Given entries:
▬▬▬▬▬▬

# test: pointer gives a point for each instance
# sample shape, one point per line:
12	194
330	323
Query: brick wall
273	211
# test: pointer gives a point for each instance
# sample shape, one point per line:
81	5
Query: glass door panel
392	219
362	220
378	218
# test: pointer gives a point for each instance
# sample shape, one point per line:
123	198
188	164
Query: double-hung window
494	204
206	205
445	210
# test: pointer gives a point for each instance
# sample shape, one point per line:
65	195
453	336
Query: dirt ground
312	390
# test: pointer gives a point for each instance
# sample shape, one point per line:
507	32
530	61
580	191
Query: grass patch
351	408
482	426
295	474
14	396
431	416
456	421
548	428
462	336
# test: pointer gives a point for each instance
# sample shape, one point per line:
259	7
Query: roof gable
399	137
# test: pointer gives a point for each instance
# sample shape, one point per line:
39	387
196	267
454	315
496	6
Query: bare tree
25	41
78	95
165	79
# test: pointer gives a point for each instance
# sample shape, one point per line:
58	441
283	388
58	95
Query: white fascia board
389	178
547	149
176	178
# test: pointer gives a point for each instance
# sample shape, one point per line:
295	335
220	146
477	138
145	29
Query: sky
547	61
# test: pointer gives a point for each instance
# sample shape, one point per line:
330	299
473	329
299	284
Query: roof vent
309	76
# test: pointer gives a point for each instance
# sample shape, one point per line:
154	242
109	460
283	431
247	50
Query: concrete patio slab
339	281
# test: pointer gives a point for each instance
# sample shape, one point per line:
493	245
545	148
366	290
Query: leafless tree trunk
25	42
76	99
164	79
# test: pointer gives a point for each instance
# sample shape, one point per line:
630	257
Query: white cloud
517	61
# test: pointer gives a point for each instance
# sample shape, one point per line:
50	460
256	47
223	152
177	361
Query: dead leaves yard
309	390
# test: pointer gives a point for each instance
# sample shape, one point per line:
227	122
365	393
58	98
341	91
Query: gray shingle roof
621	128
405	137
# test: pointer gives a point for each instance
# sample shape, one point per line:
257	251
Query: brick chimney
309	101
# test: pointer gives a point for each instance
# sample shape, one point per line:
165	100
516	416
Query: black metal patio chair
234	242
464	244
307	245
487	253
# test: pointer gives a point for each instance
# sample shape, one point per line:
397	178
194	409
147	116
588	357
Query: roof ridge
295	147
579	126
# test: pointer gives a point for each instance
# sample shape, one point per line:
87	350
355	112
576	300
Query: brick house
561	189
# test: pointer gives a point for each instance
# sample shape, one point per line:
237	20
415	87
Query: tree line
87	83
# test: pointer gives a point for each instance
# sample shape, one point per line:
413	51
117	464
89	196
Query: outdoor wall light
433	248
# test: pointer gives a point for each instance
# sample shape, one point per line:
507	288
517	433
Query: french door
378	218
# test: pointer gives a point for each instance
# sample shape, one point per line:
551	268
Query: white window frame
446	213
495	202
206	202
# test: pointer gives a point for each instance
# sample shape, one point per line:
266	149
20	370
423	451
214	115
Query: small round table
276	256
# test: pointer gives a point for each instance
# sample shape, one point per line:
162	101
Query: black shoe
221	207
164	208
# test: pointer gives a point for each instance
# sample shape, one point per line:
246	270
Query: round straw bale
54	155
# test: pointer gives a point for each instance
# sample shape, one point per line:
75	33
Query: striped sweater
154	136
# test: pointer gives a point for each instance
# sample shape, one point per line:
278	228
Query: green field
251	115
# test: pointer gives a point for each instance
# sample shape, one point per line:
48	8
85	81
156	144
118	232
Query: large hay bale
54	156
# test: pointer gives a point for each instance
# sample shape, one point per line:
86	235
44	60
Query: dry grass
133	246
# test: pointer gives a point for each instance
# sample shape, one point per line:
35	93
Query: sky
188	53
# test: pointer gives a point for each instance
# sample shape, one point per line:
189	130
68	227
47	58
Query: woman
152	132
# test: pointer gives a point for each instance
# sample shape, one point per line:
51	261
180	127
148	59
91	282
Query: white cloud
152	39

▬▬▬▬▬▬

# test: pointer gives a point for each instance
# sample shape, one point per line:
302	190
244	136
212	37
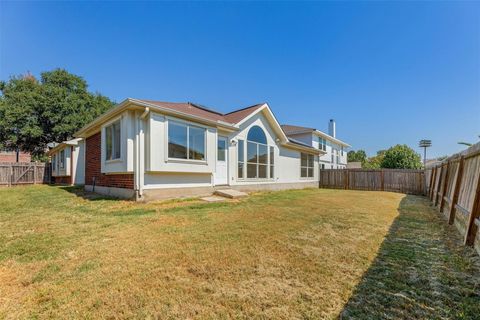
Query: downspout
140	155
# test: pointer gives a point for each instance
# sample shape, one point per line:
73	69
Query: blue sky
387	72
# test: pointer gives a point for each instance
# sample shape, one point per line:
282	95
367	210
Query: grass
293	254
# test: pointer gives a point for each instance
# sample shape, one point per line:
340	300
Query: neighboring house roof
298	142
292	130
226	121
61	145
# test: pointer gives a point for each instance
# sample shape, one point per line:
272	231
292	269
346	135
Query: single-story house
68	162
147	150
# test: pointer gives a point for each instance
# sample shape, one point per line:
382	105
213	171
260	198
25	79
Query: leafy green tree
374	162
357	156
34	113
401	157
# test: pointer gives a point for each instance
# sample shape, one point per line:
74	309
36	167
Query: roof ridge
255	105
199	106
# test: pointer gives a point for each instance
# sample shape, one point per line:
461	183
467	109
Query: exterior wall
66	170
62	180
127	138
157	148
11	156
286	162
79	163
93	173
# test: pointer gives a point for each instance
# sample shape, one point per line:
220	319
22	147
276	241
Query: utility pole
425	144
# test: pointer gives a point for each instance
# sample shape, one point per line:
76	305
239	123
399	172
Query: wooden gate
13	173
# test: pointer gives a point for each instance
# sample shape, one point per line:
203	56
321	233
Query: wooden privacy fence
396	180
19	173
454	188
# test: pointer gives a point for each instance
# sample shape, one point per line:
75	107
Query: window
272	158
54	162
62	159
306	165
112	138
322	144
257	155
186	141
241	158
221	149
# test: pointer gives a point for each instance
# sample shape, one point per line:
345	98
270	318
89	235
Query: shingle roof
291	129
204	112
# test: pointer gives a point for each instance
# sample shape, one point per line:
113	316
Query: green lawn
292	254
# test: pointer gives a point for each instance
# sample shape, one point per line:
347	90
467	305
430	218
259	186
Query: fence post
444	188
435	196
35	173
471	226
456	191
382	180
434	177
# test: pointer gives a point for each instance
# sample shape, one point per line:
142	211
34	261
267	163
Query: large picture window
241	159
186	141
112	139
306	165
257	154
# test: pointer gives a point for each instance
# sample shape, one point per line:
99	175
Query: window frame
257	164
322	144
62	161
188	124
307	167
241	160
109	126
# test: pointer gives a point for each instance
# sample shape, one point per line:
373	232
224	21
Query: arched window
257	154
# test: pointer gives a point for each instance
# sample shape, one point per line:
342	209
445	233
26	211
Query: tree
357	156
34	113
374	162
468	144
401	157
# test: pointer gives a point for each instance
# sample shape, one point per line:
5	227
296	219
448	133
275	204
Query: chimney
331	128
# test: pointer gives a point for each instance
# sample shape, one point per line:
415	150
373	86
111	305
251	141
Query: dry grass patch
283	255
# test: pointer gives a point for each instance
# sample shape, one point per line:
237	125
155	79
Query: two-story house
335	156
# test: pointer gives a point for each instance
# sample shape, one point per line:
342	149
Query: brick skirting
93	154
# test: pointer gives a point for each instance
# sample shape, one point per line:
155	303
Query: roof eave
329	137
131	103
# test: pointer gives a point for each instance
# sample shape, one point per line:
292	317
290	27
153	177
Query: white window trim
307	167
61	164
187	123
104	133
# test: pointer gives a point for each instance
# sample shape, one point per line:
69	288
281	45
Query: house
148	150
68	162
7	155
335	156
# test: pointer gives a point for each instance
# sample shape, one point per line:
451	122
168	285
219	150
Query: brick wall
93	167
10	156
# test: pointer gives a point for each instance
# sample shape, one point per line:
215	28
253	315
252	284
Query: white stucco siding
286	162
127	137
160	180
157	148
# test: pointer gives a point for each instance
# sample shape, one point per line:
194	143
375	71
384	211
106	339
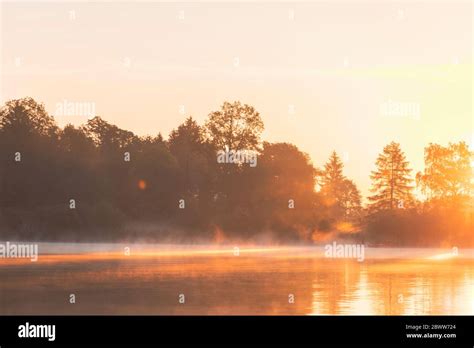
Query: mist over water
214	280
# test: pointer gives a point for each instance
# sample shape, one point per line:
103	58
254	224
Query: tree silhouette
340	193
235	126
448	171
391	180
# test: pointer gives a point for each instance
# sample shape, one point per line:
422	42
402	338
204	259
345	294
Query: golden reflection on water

▬▬▬▬▬▬

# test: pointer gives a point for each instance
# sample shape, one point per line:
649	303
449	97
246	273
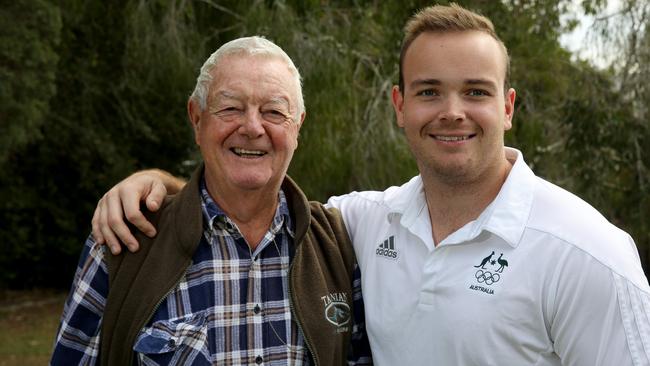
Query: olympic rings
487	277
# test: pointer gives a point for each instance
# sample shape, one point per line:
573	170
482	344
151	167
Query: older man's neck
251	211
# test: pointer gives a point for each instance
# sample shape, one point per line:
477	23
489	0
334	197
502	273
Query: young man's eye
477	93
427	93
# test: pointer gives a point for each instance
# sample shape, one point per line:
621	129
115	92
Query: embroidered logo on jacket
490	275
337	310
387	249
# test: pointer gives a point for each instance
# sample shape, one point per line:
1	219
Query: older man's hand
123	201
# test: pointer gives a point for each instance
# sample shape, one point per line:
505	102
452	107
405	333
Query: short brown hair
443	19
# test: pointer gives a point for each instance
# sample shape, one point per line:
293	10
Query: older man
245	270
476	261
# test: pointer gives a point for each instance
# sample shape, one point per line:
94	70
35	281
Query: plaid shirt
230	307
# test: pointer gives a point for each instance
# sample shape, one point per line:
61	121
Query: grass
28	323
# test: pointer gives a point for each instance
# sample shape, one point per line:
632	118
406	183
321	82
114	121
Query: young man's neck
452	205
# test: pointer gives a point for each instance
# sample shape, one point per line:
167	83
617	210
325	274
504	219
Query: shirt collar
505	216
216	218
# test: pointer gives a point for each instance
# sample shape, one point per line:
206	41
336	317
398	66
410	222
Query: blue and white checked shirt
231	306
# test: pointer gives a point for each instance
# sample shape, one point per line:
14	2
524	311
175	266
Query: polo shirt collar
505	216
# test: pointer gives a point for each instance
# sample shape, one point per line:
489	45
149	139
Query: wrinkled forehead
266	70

▬▬▬▬▬▬

About this exercise: Reproduce verbatim the lines above, from the line with "Query: tree silhouette" through the line with "Query: golden reflection on water".

Result for this exercise:
Query: tree silhouette
340	193
235	126
448	171
391	180
# test: pointer gives a point for each instance
# sample shape, one point per line:
422	42
402	338
204	259
345	294
Query: golden reflection on water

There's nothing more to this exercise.